- **What is expected**: Every line of the entries below that mentions "above" is to be copied out.

(Collected data)
==============================

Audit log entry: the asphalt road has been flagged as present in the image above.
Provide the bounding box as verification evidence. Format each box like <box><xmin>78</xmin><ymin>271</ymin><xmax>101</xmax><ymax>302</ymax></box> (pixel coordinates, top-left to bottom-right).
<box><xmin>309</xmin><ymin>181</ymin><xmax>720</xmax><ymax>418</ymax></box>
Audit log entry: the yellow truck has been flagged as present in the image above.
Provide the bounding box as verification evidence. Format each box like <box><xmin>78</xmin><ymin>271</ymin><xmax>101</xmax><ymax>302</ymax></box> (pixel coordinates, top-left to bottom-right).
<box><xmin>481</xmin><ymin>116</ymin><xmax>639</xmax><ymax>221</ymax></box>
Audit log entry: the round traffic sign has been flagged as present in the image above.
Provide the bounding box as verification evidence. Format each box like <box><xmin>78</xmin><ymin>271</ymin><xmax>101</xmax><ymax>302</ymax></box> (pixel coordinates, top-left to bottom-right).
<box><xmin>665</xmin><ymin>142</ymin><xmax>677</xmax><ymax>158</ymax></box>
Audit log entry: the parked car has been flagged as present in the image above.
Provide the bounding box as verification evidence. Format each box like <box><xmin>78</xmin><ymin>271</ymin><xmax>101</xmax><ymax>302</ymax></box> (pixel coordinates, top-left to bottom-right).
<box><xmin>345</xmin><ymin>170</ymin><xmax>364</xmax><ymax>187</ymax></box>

==============================

- **Expected answer**:
Audit log entry: the asphalt road has been flagged as present in the image above.
Audit log entry: the yellow truck has been flagged as present in the image above.
Audit log entry: the round traffic sign has been flagged as present in the image above.
Audit log entry: the parked car has been flagged as present in the image above.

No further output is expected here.